— Begin TEXT PASSAGE —
To get it all in one place, here's that proposal again. It relies on the fact that https://dev.mysql.com/doc/refman/5.5/en/replication-features-differing-tables.html says the slave can have extra columns as long as they come after all the normal columns and have a default value (and that we're not using the "different data types" thing also described at that page.

  1. Add an extra column to the actor and comment tables on the WMCS copies of the tables (on sanitarium?), something like
ALTER TABLE actor ADD COLUMN wmcs_is_visible TINYINT NOT NULL DEFAULT 0;
ALTER TABLE comment ADD COLUMN wmcs_is_visible TINYINT NOT NULL DEFAULT 0;

We'll also want to create copies of all the indexes on actor and comment with wmcs_is_visible prefixed.

  1. Create a bunch of functions and triggers. Note $LOG_TYPE_LIST$ is supposed to be replaced with the list of types from allowed_logtypes in maintain-views.yaml.
— End TEXT PASSAGE —
▶ [EXERCISE BRIEF]: Retype the part of the replication proposal from "To get it all" to "at that page.". The material is not needed.
— Begin RECORDED DATA —
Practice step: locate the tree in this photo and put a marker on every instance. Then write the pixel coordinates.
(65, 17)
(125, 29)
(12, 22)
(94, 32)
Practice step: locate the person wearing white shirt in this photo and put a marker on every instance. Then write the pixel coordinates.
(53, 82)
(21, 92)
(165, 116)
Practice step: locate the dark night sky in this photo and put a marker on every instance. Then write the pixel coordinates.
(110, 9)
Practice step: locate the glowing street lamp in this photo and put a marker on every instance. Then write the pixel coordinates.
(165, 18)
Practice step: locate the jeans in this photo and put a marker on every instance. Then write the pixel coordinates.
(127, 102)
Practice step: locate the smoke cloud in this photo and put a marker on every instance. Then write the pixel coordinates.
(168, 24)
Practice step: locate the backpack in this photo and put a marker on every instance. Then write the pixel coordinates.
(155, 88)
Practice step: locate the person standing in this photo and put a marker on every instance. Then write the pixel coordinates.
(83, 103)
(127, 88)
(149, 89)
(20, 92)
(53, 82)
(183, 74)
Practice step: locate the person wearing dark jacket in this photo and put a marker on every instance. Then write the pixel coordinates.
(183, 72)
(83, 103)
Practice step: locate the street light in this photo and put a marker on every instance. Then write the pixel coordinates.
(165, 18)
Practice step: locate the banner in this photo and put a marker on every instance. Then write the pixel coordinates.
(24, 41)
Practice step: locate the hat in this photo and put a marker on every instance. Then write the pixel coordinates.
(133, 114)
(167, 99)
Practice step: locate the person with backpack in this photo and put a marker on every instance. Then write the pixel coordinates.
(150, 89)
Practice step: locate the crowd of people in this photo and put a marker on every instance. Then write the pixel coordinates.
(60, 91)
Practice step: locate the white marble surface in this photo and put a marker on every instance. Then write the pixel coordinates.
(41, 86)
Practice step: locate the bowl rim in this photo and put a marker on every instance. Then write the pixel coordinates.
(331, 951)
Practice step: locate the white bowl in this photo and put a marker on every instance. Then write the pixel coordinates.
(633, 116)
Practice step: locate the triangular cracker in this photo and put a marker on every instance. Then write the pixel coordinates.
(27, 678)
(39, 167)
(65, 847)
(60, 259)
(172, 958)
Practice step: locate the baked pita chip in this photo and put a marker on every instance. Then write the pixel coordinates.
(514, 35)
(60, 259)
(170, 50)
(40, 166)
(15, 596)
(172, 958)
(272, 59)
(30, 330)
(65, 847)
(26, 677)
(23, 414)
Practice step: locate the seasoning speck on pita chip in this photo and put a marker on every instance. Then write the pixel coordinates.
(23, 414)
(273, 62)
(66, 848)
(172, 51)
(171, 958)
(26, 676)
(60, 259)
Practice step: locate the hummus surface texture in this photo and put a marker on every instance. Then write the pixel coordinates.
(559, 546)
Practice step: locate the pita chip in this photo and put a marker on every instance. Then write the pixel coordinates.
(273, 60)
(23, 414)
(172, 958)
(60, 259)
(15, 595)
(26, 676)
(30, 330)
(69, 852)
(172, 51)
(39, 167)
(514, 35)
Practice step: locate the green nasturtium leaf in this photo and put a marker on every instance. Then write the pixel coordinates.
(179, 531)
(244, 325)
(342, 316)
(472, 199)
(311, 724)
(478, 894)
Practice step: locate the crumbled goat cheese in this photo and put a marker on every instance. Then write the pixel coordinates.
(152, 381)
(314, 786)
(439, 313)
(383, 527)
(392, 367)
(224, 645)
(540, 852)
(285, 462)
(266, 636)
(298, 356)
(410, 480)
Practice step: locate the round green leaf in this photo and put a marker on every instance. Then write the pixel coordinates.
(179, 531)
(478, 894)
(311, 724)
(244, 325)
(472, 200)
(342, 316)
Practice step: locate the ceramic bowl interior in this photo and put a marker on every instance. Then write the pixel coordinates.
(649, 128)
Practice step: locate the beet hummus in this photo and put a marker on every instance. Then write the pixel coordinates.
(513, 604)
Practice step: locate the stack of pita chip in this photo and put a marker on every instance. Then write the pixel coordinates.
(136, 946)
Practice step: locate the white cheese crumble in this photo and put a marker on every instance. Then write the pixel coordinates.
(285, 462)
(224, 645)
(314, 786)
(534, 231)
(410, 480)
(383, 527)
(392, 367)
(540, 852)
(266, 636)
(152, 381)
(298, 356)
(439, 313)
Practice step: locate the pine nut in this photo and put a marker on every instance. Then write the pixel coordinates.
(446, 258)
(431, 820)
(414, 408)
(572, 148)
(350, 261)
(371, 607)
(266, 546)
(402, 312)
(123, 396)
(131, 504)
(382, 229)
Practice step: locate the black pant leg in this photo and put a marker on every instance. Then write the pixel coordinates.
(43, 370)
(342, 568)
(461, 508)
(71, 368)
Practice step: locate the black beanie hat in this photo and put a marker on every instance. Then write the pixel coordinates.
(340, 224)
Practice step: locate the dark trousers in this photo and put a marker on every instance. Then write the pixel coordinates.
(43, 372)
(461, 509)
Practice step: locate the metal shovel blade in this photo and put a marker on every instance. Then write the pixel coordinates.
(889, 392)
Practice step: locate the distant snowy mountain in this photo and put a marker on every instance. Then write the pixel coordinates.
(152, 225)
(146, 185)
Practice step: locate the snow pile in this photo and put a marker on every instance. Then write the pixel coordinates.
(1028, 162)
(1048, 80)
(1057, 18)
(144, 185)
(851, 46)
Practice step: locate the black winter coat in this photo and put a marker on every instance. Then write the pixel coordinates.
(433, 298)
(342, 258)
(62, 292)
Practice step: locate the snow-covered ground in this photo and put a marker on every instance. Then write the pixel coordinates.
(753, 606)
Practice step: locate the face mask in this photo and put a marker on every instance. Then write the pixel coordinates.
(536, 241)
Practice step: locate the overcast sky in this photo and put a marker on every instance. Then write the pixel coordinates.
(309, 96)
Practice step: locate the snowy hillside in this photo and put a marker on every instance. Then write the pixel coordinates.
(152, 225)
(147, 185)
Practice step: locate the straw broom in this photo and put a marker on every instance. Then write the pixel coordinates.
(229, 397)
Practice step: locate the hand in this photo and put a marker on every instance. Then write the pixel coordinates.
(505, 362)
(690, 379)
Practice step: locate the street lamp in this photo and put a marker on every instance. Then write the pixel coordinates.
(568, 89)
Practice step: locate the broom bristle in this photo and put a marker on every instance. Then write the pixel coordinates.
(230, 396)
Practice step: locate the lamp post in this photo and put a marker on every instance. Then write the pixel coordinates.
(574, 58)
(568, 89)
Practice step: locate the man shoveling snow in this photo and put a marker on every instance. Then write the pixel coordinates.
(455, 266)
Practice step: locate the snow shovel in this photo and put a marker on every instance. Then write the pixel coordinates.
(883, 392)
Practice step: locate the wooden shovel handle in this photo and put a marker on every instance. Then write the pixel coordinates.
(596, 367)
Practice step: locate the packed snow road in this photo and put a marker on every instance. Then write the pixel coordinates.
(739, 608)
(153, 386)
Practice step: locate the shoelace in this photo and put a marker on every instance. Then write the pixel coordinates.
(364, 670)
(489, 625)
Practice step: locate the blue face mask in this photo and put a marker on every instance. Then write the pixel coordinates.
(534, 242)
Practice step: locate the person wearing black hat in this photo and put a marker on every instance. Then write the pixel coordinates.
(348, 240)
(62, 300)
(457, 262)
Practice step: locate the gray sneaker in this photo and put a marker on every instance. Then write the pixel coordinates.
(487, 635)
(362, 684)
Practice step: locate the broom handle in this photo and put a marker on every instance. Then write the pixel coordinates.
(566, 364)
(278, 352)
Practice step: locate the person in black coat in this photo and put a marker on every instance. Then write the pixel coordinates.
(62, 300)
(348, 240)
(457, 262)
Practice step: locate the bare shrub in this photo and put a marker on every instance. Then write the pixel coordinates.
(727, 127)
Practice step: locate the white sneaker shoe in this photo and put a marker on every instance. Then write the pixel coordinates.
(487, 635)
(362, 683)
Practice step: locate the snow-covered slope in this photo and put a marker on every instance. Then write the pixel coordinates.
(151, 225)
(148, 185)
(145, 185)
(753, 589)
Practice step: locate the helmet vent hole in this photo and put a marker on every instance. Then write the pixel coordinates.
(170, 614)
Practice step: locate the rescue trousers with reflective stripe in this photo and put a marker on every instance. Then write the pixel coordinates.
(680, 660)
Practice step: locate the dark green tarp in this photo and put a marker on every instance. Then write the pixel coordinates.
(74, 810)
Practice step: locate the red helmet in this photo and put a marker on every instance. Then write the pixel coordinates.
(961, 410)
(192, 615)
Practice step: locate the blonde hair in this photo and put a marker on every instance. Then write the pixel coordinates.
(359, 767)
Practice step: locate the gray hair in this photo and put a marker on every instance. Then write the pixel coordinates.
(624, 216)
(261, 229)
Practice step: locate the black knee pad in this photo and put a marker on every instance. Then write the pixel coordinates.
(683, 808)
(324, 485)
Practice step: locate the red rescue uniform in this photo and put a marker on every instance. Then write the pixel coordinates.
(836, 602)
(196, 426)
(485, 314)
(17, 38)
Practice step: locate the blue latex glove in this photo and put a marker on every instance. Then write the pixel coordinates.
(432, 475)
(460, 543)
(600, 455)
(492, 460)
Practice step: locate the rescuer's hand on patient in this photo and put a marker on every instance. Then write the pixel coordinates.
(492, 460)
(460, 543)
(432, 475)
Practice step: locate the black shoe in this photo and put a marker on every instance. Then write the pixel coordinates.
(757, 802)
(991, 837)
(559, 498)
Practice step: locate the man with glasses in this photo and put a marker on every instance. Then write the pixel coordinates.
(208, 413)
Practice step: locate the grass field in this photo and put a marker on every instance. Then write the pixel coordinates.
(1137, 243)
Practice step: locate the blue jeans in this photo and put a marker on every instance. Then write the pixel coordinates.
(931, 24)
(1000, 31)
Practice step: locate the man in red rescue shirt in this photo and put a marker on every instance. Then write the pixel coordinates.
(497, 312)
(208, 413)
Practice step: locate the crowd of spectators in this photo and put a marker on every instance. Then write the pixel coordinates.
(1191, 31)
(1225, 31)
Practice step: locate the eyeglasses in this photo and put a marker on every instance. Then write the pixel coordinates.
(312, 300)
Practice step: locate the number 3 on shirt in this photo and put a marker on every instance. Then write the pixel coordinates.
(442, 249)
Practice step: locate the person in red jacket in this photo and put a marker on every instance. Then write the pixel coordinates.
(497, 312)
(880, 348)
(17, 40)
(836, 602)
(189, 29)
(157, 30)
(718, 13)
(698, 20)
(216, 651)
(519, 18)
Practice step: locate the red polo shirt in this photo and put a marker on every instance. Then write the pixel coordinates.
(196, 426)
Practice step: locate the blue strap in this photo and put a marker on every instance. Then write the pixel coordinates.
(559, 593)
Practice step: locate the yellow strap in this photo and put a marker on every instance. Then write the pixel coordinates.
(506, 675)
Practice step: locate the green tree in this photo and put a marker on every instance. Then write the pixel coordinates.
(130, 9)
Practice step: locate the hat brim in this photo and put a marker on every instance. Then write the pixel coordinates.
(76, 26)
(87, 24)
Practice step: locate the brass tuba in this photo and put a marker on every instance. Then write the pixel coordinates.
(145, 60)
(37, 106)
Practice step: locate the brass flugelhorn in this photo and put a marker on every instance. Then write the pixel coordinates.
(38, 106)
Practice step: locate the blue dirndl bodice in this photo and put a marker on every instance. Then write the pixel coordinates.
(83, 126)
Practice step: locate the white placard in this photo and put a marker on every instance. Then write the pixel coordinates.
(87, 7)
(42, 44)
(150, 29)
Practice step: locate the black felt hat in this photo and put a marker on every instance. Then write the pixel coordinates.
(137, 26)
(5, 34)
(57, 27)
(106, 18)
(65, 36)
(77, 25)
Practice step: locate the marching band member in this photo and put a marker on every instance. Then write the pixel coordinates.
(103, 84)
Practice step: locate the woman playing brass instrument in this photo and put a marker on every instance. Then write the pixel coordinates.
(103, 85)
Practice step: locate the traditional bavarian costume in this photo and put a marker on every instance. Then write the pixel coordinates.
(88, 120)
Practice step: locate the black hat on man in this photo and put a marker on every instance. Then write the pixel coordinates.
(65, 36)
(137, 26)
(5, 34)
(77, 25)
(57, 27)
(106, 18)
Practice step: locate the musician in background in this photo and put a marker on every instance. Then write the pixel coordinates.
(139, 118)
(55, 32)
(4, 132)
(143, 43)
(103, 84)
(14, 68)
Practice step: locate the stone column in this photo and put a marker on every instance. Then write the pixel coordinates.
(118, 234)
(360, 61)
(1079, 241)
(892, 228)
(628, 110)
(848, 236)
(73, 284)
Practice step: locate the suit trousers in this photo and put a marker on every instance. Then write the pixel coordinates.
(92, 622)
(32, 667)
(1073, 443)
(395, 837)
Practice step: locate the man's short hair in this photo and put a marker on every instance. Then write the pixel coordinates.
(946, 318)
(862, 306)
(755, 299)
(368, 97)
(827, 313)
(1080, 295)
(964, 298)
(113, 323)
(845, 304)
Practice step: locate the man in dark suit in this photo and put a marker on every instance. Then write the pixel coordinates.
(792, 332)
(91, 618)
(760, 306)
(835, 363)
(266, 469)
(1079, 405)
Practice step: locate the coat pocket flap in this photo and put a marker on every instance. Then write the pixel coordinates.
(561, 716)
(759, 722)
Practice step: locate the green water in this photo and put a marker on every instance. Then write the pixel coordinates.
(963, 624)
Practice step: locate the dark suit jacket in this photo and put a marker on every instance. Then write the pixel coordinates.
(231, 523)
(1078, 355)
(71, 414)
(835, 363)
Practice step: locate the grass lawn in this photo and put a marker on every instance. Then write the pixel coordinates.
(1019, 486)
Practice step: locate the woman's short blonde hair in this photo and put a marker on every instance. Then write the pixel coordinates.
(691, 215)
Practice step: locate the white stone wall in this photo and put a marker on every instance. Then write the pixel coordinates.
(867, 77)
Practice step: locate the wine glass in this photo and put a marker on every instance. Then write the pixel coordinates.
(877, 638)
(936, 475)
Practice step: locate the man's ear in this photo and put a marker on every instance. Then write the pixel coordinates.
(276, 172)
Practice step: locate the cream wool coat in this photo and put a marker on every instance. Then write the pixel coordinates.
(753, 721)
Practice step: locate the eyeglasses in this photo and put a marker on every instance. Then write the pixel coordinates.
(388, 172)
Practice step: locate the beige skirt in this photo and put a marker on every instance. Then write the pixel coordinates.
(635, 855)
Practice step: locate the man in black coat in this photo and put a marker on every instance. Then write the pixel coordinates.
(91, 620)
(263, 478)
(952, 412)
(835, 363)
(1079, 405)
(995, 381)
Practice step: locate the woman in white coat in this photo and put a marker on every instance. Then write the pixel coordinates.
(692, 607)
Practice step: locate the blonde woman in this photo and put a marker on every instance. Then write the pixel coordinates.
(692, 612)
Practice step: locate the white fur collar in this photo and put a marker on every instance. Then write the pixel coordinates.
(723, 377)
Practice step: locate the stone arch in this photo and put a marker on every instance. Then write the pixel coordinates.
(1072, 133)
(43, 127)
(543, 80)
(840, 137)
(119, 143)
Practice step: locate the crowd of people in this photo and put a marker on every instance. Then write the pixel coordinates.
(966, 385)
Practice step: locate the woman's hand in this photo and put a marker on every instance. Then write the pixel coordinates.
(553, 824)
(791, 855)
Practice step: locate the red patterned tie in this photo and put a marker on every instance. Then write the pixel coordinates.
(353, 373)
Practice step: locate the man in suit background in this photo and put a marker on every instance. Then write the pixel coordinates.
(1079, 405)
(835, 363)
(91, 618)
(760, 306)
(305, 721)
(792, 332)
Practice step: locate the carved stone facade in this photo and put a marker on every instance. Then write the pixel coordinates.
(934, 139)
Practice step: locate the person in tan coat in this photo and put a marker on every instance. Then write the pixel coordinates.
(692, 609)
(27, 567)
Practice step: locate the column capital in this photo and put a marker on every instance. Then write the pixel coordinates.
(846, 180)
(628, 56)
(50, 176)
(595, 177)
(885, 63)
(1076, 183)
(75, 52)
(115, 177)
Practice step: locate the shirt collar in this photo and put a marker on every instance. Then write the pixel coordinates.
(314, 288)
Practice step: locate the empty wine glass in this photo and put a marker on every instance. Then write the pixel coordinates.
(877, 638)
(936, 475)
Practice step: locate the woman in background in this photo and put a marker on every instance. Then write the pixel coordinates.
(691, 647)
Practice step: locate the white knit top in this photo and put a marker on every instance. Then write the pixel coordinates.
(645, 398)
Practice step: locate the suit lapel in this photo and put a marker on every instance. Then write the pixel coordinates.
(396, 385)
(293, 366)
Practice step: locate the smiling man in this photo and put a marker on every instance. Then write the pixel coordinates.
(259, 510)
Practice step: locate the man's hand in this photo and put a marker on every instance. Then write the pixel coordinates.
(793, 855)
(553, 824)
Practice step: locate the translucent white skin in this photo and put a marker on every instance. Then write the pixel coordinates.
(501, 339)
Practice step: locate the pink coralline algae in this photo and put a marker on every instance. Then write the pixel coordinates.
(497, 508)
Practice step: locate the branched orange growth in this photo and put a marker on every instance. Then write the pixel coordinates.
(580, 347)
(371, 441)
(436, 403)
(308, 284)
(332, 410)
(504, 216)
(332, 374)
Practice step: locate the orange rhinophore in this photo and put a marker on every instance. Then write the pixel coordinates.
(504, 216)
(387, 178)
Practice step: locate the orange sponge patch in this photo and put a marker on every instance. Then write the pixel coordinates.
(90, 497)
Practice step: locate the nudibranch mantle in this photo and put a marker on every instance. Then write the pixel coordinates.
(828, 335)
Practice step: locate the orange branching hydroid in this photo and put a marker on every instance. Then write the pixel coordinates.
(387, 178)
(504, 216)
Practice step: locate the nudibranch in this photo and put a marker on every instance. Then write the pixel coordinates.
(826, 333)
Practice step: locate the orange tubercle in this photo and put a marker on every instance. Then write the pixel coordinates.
— End RECORDED DATA —
▶ [FINISHED TASK]:
To get it all in one place, here's that proposal again. It relies on the fact that https://dev.mysql.com/doc/refman/5.5/en/replication-features-differing-tables.html says the slave can have extra columns as long as they come after all the normal columns and have a default value (and that we're not using the "different data types" thing also described at that page.